▶ [Instructions]:
**A)** In the satire about being a groom, which circuit were the riders on whose rules are shared?
**B)** Update the stretch of the groom satire from "Before I started" through "too, were misguided.", replacing "amateurs" with "professionals".

▶ [Document segment]:
━━━━━━━━

Satire

10 Things I Learned About Riding from Being a Groom

Before I started grooming for amateurs, I thought I knew stuff.

I thought that horses were amazing creatures with saintly souls and we should honor them for the fact that they allow us to ride them. I thought all riders should spend their careers aiming to improve themselves in order to have a stronger bond with their equine partners.

But then I found out I was wrong.

I will share with you the most important rules I learned from riders on the A circuit. You may find that you, too, were misguided.

1. It’s probably the horse, not you.

When you’re having a problem, look to the horse first. It’s probably got something wrong with it, or it’s just not cooperating with you and needs an attitude adjustment. Don’t address your riding or ask yourself what you might be doing to contribute to the problem. If necessary call in the chiropractor or vet to solve the problem medically, so your horse’s stupid shortcomings stop inconveniencing your show results.

©Hunter Desportes/Flickr

2. It doesn’t matter how well you ride if you look like a peasant.

All the skill in the world means nothing if the piping on your saddle pad doesn’t match your bonnet. Bad riding is nothing compared to looking tacky.

©carterse/Flickr CC

3. Somewhere out there is a miracle bit and you just have to find it.

And when you do, you will be unstoppable. Until then it is always acceptable to jump off your horse in a huff after a poor round and shout that this is the wrong bit and it must be changed.

4. You probably just haven’t found the right combination of supplements yet.

━━━━━━━━

Collected data:
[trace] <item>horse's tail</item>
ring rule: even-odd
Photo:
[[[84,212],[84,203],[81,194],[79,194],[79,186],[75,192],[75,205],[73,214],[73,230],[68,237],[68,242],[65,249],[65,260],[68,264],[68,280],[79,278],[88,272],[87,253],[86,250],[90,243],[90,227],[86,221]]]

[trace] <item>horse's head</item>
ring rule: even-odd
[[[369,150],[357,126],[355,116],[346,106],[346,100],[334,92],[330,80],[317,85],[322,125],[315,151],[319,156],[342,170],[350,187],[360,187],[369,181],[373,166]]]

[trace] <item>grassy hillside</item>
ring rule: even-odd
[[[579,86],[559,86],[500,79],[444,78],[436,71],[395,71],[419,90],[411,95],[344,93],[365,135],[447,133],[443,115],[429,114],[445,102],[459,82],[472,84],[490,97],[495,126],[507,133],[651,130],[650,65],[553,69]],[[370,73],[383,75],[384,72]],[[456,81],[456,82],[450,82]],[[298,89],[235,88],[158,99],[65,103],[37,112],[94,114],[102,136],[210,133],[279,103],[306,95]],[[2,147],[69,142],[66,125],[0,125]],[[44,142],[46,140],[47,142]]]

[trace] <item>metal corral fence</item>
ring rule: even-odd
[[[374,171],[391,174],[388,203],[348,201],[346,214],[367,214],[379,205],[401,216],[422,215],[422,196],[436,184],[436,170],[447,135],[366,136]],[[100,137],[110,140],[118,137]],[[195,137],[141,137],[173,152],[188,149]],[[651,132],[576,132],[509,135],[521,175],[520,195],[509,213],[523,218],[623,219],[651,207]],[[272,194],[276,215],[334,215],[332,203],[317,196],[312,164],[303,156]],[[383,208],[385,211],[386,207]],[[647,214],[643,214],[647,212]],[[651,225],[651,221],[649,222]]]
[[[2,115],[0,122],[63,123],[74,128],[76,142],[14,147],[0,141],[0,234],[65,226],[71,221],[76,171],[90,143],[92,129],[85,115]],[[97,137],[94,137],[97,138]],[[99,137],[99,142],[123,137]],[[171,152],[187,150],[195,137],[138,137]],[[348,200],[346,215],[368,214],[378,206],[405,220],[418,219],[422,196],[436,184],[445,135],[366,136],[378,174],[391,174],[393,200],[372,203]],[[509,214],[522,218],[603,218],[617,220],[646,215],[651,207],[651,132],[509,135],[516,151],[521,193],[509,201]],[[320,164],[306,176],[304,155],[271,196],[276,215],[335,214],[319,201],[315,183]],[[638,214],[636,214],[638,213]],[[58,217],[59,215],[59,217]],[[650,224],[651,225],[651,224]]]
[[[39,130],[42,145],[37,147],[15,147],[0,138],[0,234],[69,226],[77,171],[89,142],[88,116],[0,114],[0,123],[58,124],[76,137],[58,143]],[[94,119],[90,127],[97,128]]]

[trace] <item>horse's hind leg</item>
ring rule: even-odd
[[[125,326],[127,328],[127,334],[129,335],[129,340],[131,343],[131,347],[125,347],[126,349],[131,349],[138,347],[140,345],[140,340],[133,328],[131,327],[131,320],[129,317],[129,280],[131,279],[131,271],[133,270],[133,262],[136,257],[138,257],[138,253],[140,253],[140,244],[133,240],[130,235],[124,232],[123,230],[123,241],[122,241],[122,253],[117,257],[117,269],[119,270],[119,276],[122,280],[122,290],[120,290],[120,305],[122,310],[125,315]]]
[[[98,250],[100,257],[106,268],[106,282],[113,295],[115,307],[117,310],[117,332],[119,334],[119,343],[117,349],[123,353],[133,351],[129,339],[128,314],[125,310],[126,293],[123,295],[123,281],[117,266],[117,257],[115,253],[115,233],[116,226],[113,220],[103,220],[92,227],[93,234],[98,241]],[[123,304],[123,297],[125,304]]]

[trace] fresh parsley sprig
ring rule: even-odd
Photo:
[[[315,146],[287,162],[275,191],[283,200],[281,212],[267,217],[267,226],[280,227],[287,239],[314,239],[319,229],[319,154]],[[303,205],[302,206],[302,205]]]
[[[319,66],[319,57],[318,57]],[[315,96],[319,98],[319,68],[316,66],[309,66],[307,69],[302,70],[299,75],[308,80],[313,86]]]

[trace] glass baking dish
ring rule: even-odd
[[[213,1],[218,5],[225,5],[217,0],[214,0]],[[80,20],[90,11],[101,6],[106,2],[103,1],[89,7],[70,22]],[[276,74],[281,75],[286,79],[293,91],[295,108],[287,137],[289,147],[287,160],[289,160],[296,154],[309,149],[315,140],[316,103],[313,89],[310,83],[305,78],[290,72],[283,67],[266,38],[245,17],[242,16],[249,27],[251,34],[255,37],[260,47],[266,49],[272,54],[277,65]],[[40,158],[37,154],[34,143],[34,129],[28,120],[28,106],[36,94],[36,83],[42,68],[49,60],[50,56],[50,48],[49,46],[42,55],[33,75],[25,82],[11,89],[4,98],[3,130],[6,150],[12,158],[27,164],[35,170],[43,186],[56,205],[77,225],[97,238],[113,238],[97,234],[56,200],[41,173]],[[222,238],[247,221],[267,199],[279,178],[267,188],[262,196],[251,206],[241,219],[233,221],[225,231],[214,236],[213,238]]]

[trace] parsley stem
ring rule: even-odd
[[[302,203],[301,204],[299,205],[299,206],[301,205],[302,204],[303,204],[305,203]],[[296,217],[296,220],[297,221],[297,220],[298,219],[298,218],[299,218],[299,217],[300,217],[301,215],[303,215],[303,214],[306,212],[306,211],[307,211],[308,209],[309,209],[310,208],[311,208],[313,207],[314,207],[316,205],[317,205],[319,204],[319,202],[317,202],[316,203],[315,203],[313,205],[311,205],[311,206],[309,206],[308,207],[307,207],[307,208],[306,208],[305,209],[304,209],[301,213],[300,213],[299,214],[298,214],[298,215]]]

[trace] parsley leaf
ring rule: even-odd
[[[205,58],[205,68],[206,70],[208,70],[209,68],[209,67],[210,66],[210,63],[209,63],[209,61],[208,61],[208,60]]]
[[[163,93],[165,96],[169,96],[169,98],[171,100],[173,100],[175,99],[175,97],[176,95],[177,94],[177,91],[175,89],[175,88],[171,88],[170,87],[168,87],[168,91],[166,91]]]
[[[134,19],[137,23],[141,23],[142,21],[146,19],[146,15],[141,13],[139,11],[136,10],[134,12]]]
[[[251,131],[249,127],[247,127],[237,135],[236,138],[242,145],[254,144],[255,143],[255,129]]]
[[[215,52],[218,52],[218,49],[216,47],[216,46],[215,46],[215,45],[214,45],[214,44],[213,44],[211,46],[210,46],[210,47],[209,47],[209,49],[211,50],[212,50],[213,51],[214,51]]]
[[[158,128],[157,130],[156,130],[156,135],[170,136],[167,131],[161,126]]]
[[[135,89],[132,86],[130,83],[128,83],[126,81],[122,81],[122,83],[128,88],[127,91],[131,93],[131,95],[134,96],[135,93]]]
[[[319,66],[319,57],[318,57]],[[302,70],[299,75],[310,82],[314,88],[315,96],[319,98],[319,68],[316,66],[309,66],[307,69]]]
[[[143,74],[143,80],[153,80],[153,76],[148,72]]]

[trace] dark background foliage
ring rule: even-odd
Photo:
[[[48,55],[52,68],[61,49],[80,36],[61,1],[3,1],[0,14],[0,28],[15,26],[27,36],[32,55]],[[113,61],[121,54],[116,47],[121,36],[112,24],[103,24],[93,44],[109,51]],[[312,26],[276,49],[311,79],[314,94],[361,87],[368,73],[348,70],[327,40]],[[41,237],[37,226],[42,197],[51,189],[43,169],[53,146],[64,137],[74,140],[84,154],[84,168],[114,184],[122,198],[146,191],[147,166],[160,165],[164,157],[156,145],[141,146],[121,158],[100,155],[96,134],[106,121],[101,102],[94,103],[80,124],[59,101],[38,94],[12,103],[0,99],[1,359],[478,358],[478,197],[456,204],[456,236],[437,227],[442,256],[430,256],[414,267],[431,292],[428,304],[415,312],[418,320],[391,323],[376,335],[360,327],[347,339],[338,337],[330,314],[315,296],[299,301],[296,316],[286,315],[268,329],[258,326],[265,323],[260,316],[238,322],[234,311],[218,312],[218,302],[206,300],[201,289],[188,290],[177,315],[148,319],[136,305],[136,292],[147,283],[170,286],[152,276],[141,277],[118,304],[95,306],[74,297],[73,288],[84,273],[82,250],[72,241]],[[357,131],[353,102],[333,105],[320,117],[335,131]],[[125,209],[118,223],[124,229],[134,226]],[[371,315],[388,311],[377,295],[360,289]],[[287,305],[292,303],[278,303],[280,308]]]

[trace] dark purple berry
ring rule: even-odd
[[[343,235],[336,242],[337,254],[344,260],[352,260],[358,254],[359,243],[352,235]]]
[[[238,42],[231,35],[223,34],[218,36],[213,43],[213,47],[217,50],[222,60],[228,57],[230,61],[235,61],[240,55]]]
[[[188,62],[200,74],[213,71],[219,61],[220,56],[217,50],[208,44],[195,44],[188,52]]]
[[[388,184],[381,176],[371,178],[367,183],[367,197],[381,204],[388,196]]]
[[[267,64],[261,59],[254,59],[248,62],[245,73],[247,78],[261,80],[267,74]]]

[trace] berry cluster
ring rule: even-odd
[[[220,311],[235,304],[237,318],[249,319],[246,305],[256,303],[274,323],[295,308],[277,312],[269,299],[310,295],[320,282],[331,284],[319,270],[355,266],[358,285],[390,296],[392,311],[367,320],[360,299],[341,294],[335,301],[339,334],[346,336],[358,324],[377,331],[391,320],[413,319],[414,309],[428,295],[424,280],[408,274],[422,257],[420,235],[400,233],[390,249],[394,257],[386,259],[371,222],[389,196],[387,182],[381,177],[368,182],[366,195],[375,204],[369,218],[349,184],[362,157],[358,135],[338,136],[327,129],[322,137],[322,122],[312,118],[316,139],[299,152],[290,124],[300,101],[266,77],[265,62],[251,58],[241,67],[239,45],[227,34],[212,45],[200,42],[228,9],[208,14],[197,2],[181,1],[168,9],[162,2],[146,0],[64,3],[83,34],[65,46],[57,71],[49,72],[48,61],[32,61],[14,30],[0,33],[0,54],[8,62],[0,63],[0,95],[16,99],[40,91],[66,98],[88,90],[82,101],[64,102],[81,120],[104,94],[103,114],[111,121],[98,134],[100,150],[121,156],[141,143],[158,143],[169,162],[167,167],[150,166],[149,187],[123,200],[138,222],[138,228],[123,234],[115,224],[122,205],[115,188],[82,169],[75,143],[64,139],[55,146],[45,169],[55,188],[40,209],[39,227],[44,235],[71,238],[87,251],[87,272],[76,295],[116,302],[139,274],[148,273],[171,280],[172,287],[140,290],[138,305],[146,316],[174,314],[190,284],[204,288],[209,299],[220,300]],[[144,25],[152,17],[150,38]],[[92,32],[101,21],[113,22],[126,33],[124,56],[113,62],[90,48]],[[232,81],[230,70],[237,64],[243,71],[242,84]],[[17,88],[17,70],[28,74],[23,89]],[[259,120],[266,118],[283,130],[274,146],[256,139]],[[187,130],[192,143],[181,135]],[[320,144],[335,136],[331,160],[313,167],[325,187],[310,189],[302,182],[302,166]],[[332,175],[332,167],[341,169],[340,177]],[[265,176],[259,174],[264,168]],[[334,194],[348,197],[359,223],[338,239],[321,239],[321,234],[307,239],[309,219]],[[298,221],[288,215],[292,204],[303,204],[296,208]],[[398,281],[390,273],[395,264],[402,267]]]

━━━━━━━━

▶ [Written answers]:
**A)** The A circuit.

**B)**
Before I started grooming for professionals, I thought I knew stuff.

I thought that horses were amazing creatures with saintly souls and we should honor them for the fact that they allow us to ride them. I thought all riders should spend their careers aiming to improve themselves in order to have a stronger bond with their equine partners.

But then I found out I was wrong.

I will share with you the most important rules I learned from riders on the A circuit. You may find that you, too, were misguided.